**Exercise data:**
-------------------------

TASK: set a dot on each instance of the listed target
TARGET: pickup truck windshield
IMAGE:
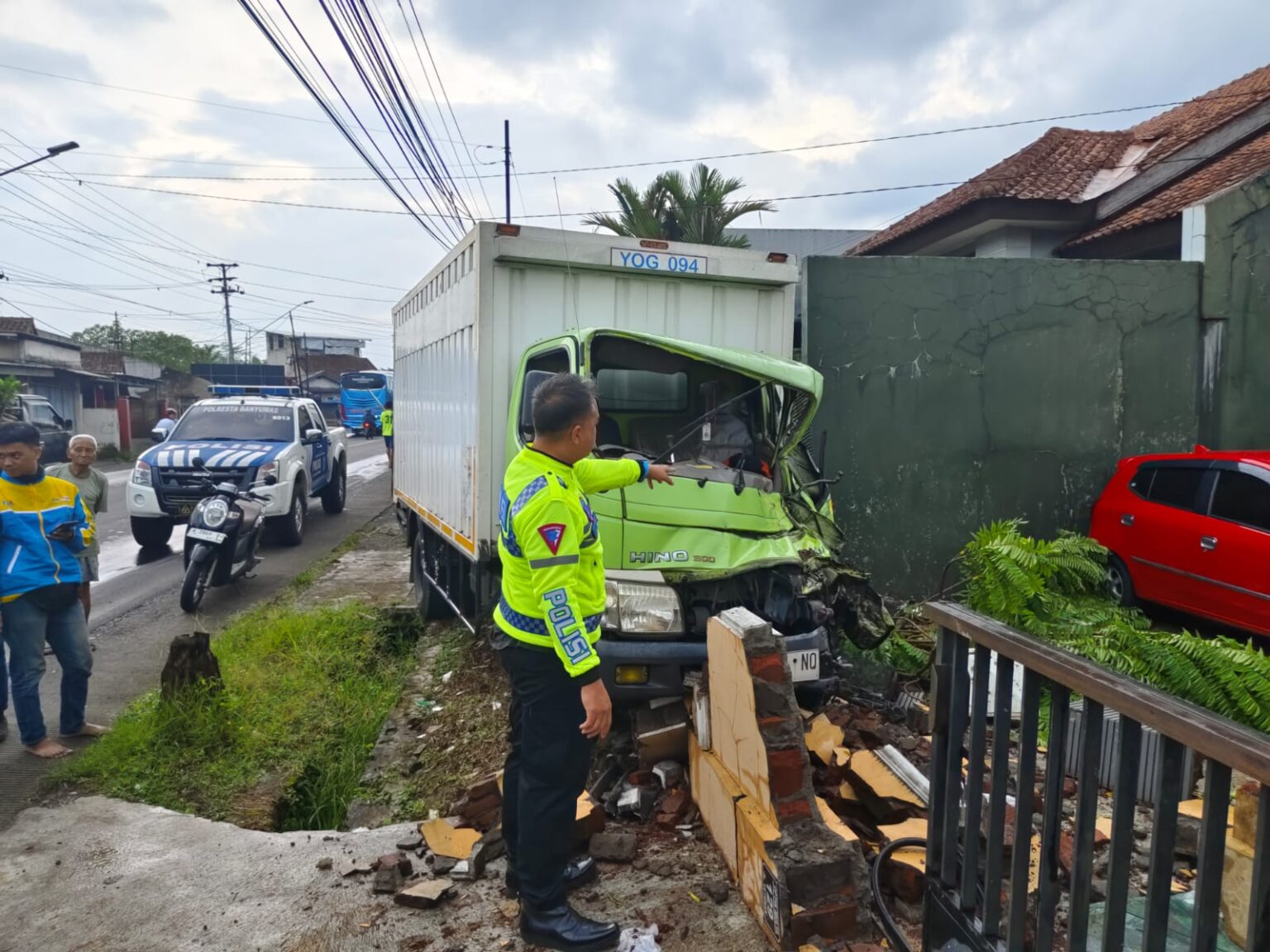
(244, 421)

-------------------------

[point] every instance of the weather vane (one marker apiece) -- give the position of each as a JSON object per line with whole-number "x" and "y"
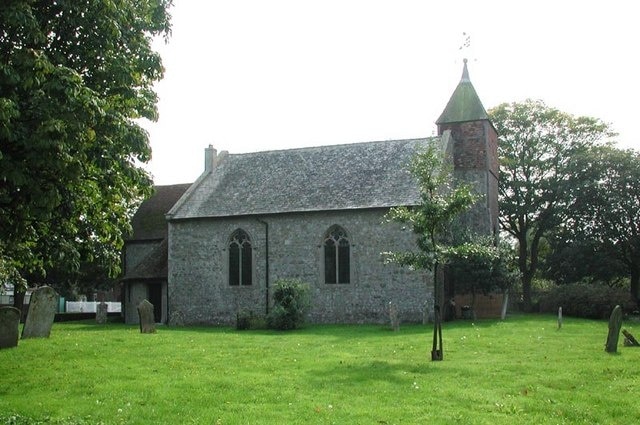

-------------------------

Collect every line of the listing above that contains the word "each", treating uppercase and lowercase as different.

**Final result:**
TASK: set a dot on each instance of the listed target
[point] every instance of the weather vane (one marker apiece) -- give the position of each as a JSON object per line with whole-number "x" and "y"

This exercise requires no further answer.